_What you should do:_ For each line below that contains the string "green", copy that line.

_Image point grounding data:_
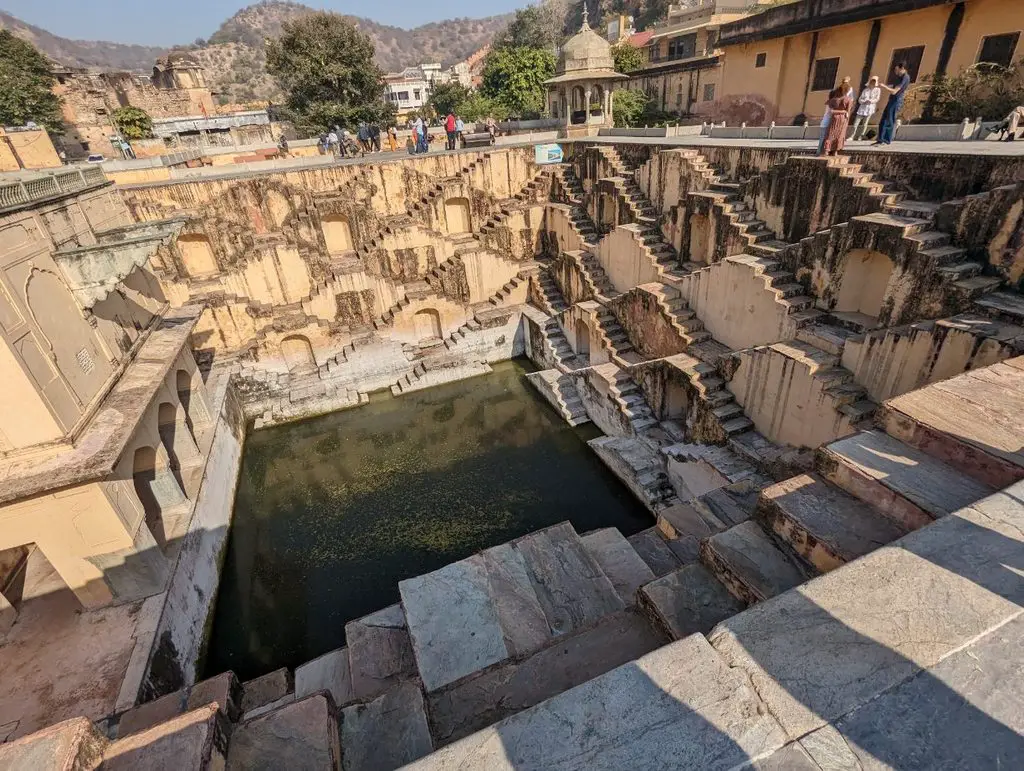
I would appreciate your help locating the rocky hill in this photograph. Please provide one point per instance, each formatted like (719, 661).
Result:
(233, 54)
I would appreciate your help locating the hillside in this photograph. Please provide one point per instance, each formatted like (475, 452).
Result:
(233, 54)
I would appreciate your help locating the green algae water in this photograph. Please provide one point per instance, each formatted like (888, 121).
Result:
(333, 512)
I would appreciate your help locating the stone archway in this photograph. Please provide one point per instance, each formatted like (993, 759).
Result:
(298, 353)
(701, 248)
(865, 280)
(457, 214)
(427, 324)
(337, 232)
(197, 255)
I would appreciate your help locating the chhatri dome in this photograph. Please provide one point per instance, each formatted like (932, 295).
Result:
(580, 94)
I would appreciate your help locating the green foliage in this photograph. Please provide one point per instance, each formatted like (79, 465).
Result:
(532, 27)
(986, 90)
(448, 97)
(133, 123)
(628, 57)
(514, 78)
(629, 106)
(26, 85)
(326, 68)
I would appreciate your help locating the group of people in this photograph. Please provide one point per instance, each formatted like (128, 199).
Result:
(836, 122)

...

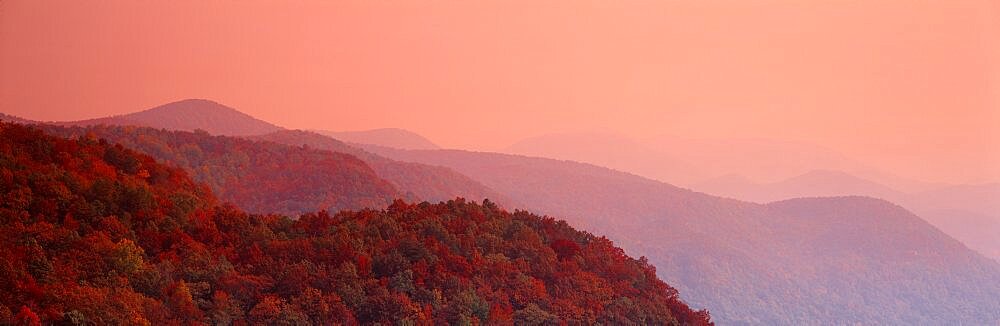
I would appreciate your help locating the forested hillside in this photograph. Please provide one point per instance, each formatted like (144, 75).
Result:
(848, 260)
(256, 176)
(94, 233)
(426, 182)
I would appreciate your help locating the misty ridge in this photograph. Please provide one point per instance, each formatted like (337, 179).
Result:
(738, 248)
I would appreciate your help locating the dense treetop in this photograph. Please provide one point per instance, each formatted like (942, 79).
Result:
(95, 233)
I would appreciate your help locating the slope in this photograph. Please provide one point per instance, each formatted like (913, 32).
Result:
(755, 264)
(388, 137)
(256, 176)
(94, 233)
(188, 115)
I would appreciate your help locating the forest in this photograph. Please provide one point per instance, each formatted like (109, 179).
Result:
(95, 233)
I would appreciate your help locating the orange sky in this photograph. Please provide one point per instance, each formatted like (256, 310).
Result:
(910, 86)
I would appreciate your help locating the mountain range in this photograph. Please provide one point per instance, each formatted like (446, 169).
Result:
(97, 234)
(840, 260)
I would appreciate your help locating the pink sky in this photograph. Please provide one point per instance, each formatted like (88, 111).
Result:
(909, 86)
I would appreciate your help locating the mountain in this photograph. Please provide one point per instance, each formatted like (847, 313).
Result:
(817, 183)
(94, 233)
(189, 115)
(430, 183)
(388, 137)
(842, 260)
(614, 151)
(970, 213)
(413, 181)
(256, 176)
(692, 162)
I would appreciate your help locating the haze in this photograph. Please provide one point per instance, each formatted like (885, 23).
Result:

_Exercise output:_
I would appreciate your help locating the green algae water in this photograph. Please provide one point per instance, each formatted like (888, 121).
I would appreciate your help locating the green foliage in this photograph. Please provide one point per instance, each formatted like (79, 465).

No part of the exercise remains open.